LISTED RECORDS
************

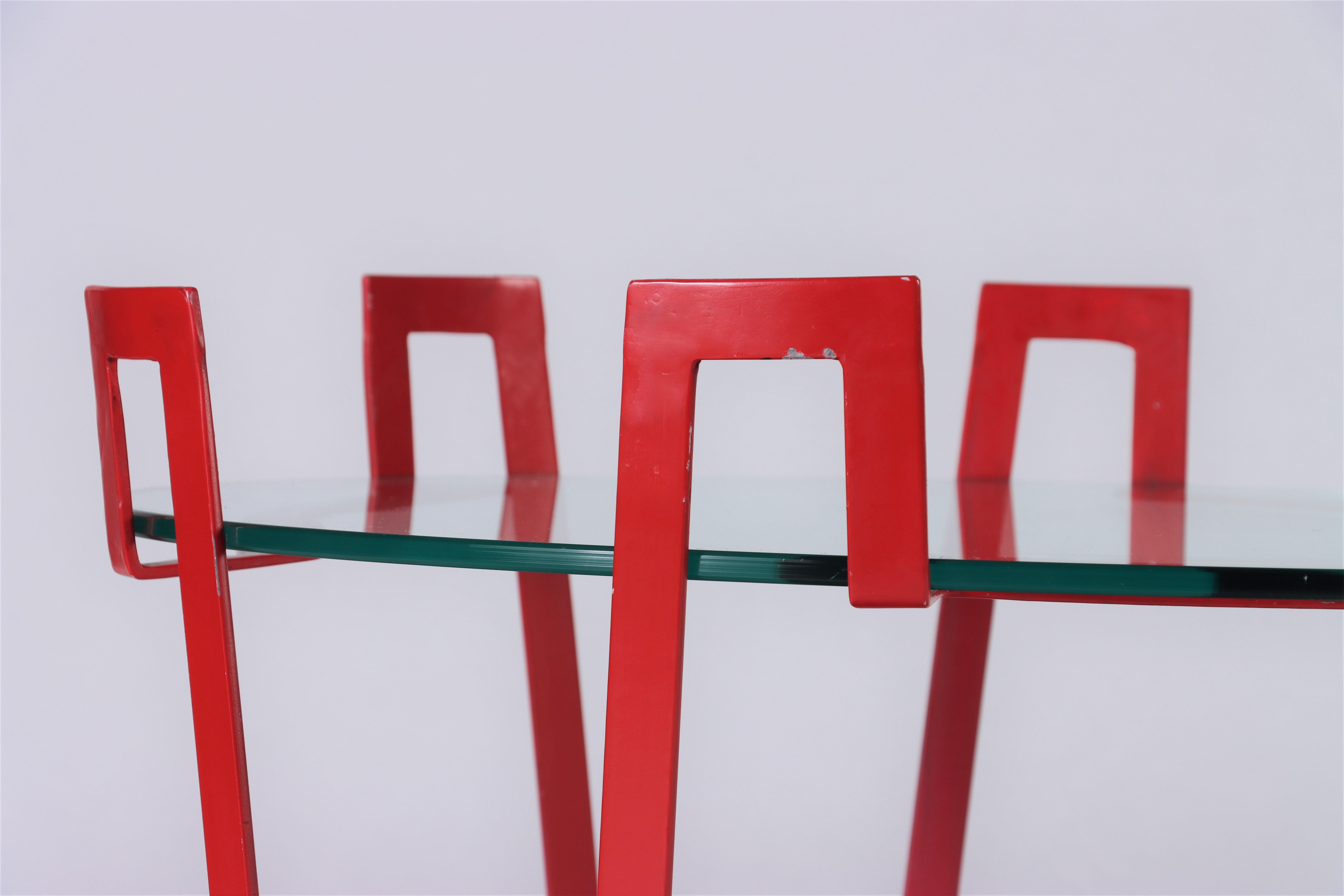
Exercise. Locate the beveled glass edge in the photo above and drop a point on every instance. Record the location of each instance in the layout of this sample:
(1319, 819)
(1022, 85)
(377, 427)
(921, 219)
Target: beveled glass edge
(1007, 577)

************

WHAT YOU WILL DO
Copy every line of the records exactly as it is written, but not the pictures.

OUTPUT OF THE EXERCISE
Exercise. Locate the beveled glass edge in the photo above and drop a point on every instance. Record the location of each instance in the layout of this sample:
(1319, 819)
(1022, 85)
(377, 427)
(921, 219)
Target: beveled glass edge
(1007, 577)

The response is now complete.